---------- Input records ----------

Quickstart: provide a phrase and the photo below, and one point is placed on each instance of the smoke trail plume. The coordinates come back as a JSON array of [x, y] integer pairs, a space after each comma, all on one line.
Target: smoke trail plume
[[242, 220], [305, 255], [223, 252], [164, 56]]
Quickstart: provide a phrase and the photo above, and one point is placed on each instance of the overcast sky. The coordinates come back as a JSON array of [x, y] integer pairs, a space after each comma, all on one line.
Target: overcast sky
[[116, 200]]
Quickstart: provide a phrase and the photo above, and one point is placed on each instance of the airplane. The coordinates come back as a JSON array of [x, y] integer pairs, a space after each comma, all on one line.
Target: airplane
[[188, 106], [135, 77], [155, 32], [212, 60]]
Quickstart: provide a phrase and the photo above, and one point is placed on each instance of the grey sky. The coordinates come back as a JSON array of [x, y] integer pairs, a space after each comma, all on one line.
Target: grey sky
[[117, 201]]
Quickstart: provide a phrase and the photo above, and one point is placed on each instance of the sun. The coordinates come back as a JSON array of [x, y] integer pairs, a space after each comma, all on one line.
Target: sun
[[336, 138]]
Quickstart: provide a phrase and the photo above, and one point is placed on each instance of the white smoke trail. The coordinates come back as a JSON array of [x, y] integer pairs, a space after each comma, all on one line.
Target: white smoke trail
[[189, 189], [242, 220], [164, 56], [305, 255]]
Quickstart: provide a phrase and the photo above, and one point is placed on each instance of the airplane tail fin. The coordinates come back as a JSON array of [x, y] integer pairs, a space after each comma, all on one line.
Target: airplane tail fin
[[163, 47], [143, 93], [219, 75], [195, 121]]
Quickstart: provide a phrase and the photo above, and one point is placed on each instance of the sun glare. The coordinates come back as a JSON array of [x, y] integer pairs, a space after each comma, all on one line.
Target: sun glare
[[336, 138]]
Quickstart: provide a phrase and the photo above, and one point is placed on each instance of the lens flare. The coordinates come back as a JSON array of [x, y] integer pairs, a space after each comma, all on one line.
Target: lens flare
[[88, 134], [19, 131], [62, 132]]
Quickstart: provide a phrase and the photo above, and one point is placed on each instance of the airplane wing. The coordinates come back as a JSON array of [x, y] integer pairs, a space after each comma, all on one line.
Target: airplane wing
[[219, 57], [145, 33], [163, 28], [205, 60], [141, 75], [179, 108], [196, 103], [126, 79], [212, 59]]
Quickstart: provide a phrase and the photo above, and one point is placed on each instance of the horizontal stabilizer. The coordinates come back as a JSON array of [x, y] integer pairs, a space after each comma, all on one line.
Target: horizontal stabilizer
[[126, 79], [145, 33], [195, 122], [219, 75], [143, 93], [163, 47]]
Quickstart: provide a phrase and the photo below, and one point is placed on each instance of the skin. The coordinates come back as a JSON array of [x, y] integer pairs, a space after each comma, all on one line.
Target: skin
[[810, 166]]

----------

Rewrite the records above from the line containing "of the airplane." up to and including the line containing "[[188, 106], [135, 77], [155, 32], [212, 60]]", keeping every line as it is except that each coordinate in the answers is adjusted by -40.

→ **Solution to this task**
Quickstart: provide a phrase and the photo above, and one point is placed on each instance of the airplane. The coordinates come back as a JSON array of [x, y] integer pairs, a space after each comma, all on one line.
Target: airplane
[[148, 66], [95, 37], [115, -8], [172, 20]]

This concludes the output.